**Directive 1**
Put this sentence from the session notes into Spanish: "Ross explains Calico which is a parallel runtime system."

He explains the implementation of this solution inside Barrelfish and how it works within the boot sequence of Barrelfish.
He continues with evaluation which shows that this solution works correctly and is maintainable due to small code-base. He shows that how compactly the PCI allocation problem can be shown and also that handling additional quirks is easy. He compares the LOC count for Linux solution and his solution.
He concludes his session by stating that PCI configuration problem is hard declarative language is promising approach for dealing with large, diverse and evolving hardware base.
Question: Don't you have the garbage collector in the eclipse solver? You are consuming 60MB of memory in 36ms, so you are consuming the memory at the rate more than 1GB/s, which looks like running without garbage collector.
Answer: The garbage collector is active in eclipse. The 60MB memory is statically allocated during the initialization for the eclipse solver heap and this size does not change during the execution.
Question: Do the eclipse really need 60MB of memory?
Yes. Eclipse creates its dynamic structures on the heap, and then garbage collector runs and removes these dynamic structures. But we still keep the 60MB of memory. So, 60MB is the high mark for memory usage. It is not that bad as we use eclipse for many other services and hence the cost gets amortized.
Question: Is it 60MB per core? Does each core need it's own copy?
Answer: No, it is central service. So, it is allocated only once.
Question: Can it solve the optimization solved incrementally? And is PCI hot-plugging supported in Barrelfish?
Answer: Not implemented in Barrelfish, so we don't know for sure. But in theory it should be doable with this approach.
Speaker: Ross McIlroy (Microsoft)
Topic: Calico: rethinking the language / runtime-system boundary
Ross explains Calico which is a parallel runtime system. He explains the motivation behind this work by giving some context about history of parallelism for performance improvement. He then explains how all the assumptions in HPC systems do not hold on recent multi-core commodity systems.
He then gives the overview of Calico system, which challenges are tackled in by this system. He then explains the task based, fork-join programming model used inside Calico and the advantages of this approach.
He explains the Calico programming model and the usage of "async", "par" and "finish" directives using small code sample.
Andrew: Do you really want to mix 'async' and 'par' in same block? (slide-4)
Answer: It depends on the application requirements. Sometimes you want to mix them, sometimes you definitely don't want to mix them. So, it seems it can work together.
He takes the problem of FluidAnimate as an example which is a benchmark from parsec benchmark suit and explains it. He then explains the approach of static partitioning which is taken by openMP and Intel Parallel building block and their limitations.
He then explains the dynamic partitioning or work-stealing approach which is used in Clik-5 and Wool, He explains the spawn/sync overhead on these implementations.
Question: Have you measured the context switch costs? Based on if the work is stolen or not stolen, won't the cost change? (slide-17)
Answer: The cost was taken from the paper, and was not measured directly by authors. And author agrees to the observation that cost changes based on the work is stolen or not.

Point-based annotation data
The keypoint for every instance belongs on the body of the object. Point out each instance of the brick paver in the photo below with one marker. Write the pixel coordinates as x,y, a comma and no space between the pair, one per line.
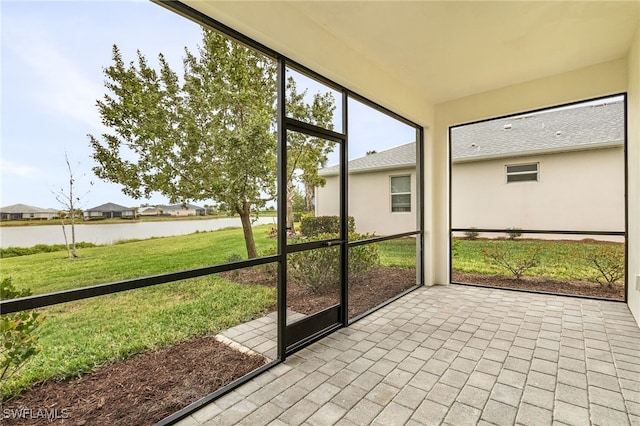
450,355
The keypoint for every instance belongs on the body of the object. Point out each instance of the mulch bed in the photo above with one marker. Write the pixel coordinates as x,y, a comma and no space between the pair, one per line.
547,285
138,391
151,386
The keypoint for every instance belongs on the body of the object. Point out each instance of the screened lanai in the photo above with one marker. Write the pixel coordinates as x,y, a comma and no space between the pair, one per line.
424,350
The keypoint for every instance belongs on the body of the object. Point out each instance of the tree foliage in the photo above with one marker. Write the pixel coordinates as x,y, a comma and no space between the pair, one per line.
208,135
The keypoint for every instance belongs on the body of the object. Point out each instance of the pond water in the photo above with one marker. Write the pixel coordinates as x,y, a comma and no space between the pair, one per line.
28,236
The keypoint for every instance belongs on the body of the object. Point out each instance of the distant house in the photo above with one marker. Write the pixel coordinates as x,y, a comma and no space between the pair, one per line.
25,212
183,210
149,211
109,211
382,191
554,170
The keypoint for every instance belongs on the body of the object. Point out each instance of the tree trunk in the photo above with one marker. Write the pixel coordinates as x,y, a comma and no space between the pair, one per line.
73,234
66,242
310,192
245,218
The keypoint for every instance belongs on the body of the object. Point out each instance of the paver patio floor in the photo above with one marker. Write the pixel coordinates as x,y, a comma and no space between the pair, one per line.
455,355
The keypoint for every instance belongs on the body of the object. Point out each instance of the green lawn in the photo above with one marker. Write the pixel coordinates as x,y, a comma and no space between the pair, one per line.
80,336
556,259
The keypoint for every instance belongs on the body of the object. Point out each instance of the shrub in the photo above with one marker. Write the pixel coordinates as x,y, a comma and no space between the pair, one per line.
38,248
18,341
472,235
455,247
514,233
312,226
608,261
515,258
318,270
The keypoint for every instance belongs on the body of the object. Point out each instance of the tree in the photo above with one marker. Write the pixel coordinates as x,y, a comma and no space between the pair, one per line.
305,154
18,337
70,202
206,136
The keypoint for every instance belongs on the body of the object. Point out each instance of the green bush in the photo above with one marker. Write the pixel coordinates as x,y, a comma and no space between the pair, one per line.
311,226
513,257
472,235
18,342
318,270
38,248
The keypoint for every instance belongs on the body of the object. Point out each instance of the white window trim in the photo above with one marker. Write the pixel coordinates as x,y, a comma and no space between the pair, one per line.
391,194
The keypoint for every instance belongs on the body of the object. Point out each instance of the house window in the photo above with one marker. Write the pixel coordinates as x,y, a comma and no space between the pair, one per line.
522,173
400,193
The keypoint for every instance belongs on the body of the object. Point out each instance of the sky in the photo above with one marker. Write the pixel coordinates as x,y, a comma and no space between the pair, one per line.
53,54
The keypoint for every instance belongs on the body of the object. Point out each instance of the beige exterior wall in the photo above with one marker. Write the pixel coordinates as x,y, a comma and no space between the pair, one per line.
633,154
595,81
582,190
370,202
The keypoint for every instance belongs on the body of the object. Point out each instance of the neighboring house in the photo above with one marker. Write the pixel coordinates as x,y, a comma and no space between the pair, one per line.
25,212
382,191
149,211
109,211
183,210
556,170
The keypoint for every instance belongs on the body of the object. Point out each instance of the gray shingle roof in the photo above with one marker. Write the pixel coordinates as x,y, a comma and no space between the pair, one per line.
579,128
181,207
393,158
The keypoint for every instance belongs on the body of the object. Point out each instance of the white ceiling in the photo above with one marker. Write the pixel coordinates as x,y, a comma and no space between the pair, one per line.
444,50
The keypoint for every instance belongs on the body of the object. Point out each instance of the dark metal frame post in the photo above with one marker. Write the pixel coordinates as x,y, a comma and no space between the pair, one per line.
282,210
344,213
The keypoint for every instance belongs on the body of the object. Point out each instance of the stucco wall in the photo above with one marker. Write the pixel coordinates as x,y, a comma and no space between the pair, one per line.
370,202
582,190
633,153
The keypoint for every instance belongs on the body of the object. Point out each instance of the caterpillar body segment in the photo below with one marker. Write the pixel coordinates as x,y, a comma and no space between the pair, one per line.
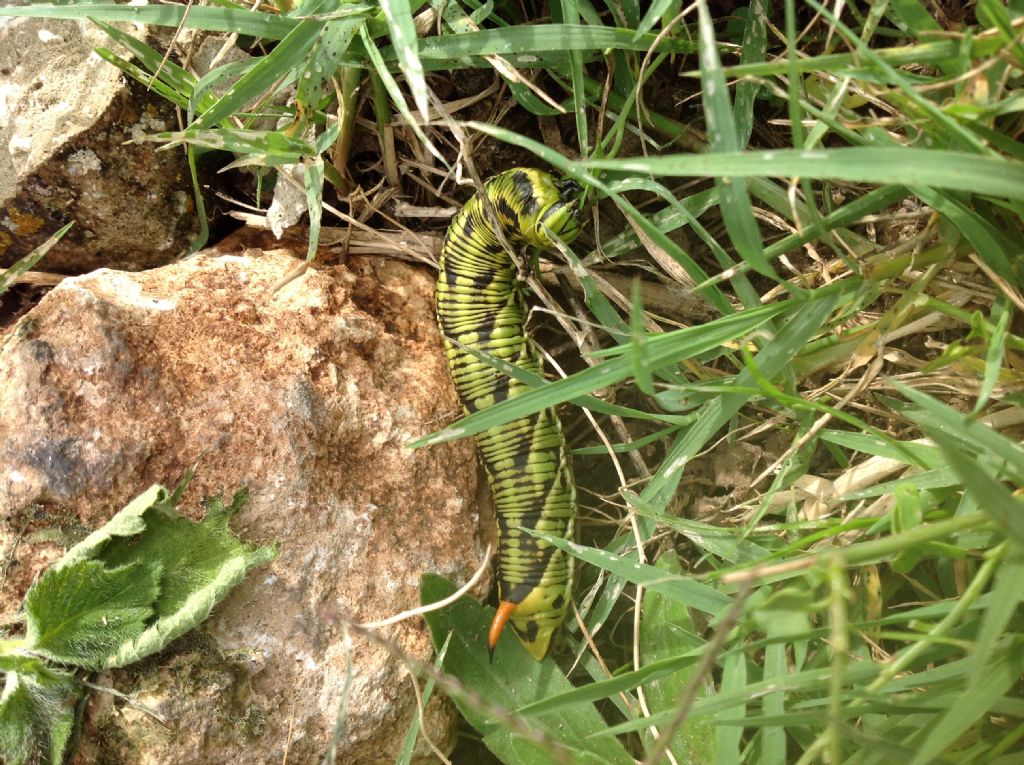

**Directive 2**
Turn the entries from the line containing "of the stucco" through the end of the entries into a numbered list, dropping blank lines and leaving out the pictures.

**Problem solution 1**
Ross explica Calico, que es un sistema de tiempo de ejecución paralelo.

**Problem solution 2**
1. The keypoint for every instance belongs on the body of the object. Point out each instance of the stucco wall in the photo above with one marker. Write the pixel coordinates as x,y, a comma and no space between the pair, one per line.
2. 370,202
3. 582,190
4. 633,153
5. The keypoint for every instance belongs on the body of the object. Point out each instance of the caterpillar body segment in the photo below with one marker. Write the pixel coordinates as x,y, a comma and no space between the pair, one per line.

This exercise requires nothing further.